======== Extracto del documento ========

El fin de la historia y de las utopías
Rafael Vidal Jiménez, en un artículo titulado «La utopía después del fin de las utopías» dice que:
«El tránsito al siglo XXI ha sido pensado, a instancias del pensamiento hegemónico oficial, desde tres fines complementarios y, hasta cierto punto, consecuentes: el fin de la historia, el fin de las ideologías y el fin de las utopías. En el verano de 1989, un funcionario del Departamento de Estado norteamericano, Francis Fukuyama, proponía la conclusión definitiva del proceso de devenir histórico universal. Dentro del contexto de desilusión producida por el fracaso de la última gran aspiración utópica contemporánea encarnada en el comunismo soviético, el autor apuntaba hacia un estadio histórico terminal definido por la culminación del proyecto moderno inspirado en la idea del progreso. A partir de una elaboración particular de las concepciones filosóficas de autores como Hegel y Kojève, Fukuyama confirmaba la definitiva conciliación de la humanidad consigo misma, esto es, reafirmaba la presunta inevitabilidad histórica de la implantación universal del mercado y de la democracia.

======== Material listado ========

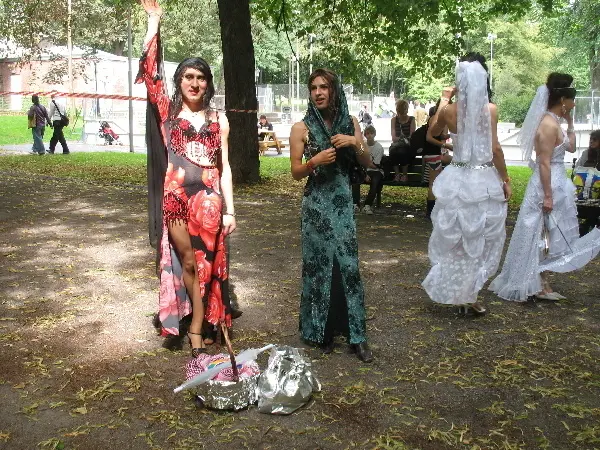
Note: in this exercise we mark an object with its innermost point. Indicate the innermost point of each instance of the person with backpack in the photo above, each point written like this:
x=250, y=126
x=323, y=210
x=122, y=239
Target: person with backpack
x=364, y=118
x=58, y=114
x=401, y=155
x=435, y=155
x=38, y=116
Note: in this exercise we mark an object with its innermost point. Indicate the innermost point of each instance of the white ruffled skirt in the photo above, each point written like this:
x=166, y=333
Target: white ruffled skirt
x=520, y=276
x=468, y=235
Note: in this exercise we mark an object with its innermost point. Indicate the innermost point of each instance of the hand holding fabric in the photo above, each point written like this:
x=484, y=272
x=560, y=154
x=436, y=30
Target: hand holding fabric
x=343, y=140
x=325, y=157
x=229, y=224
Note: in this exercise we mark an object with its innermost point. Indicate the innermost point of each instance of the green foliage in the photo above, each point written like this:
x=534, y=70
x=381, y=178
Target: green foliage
x=514, y=107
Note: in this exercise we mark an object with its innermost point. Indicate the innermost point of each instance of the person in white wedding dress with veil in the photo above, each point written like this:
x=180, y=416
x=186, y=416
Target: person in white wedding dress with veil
x=546, y=235
x=470, y=211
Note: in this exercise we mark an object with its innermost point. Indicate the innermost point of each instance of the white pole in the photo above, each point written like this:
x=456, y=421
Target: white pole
x=292, y=83
x=311, y=37
x=297, y=68
x=491, y=37
x=130, y=73
x=70, y=50
x=491, y=62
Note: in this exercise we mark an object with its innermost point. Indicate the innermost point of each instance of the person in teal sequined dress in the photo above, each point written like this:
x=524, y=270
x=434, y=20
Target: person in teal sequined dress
x=330, y=141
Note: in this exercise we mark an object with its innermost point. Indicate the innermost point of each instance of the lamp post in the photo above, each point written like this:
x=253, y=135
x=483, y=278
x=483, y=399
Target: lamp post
x=256, y=76
x=311, y=40
x=491, y=37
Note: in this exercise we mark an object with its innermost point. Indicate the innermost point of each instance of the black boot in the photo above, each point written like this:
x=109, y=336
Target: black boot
x=328, y=346
x=363, y=352
x=430, y=205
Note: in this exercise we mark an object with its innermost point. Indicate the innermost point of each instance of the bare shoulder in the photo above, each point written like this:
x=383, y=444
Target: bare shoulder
x=221, y=117
x=493, y=111
x=299, y=128
x=548, y=126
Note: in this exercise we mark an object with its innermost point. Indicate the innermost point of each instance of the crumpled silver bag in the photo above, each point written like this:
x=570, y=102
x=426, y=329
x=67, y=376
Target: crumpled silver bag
x=287, y=383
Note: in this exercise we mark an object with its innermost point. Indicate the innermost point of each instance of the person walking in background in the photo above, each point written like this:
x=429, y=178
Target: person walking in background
x=374, y=175
x=364, y=118
x=403, y=127
x=329, y=139
x=546, y=236
x=57, y=113
x=38, y=117
x=469, y=216
x=420, y=115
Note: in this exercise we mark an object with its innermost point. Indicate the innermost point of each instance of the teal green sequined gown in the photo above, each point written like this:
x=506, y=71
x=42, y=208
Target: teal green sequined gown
x=332, y=299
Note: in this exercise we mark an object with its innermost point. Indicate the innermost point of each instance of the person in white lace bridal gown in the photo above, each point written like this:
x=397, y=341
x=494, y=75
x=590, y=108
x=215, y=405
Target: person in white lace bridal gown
x=470, y=211
x=546, y=235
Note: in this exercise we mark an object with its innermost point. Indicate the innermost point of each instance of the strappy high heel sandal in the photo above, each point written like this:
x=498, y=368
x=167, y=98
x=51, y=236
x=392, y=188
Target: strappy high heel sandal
x=476, y=308
x=196, y=351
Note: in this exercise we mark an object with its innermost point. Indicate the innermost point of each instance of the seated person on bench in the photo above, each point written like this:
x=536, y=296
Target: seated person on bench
x=374, y=176
x=264, y=124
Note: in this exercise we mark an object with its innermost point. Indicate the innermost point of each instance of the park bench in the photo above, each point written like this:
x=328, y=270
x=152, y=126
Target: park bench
x=417, y=176
x=270, y=140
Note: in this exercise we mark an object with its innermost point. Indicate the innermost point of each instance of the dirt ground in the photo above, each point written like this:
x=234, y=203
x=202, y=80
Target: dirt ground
x=82, y=366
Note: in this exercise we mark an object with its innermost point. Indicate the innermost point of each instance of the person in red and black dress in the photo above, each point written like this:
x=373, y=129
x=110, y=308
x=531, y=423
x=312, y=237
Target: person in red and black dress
x=190, y=191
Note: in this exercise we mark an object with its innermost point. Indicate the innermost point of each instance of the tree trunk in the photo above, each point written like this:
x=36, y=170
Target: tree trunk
x=240, y=89
x=595, y=67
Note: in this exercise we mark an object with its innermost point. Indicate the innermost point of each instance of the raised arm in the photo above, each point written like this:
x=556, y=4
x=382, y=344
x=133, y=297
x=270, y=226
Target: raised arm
x=154, y=11
x=544, y=146
x=229, y=223
x=571, y=132
x=149, y=70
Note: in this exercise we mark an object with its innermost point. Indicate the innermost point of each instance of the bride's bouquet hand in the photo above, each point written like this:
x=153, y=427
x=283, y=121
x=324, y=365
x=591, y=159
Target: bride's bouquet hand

========

Objetivo planteado 1:
Decide si cada afirmación concuerda con el texto sobre el fin de la historia. Responde sí o no y cita literalmente las palabras del texto que lo deciden.
(a) Francis Fukuyama era funcionario del Departamento de Estado norteamericano.
(b) Fukuyama propuso su tesis en el invierno de 1989.
(c) Fukuyama se basó en concepciones filosóficas de Hegel y Kojève.
Objetivo planteado 2: Resume en dos oraciones el texto sobre el fin de la historia.
Objetivo planteado 3: Prosigue el texto sobre el fin de la historia a partir de su última oración.

Resultado del ejercicio 1:
(a) Sí: «un funcionario del Departamento de Estado norteamericano, Francis Fukuyama».
(b) No: «En el verano de 1989».
(c) Sí: «A partir de una elaboración particular de las concepciones filosóficas de autores como Hegel y Kojève».

Resultado del ejercicio 2: Según Rafael Vidal Jiménez, el pensamiento hegemónico oficial ha concebido el tránsito al siglo XXI desde tres fines complementarios: el de la historia, el de las ideologías y el de las utopías. En 1989, en un contexto de desilusión por el fracaso del comunismo soviético, Francis Fukuyama propuso la conclusión del devenir histórico universal y reafirmó la presunta inevitabilidad de la implantación universal del mercado y de la democracia.

Resultado del ejercicio 3:
Fukuyama (…) se limitaba a promulgar, en su esfuerzo legitimador de las nuevas condiciones económico-sociales, políticas y culturales surgidas del fin de la Guerra Fría, la victoria absoluta del liberalismo económico y político como punto final de la evolución dialéctica y unidireccional de la humanidad.»
Como vemos, hacia finales del siglo se daba por sentado el fin de los sueños y de utopías y se planteaba incluso el fin de la historia» entendiendo que el mundo ya no necesita avanzar más, porque con el progreso ya lo ha alcanzado todo. Sin embargo sabemos que no es así. Porque nuestro mundo duele, como duele la guerra, como duele el colonialismo, como duelen las injusticias, el hambre y la opresión.
Se nos dijo que con los grandes cambios históricos ocurridos en las últimas décadas del siglo pasado, el mundo ya se había unificado a tal punto, que en el nuevo mundo globalizado ya no serían necesarias nuevas luchas, ni nuevos sueños que apuntaran a realidades diferentes. Por eso se hablaba del fin de la historia, los sueños y las utopías.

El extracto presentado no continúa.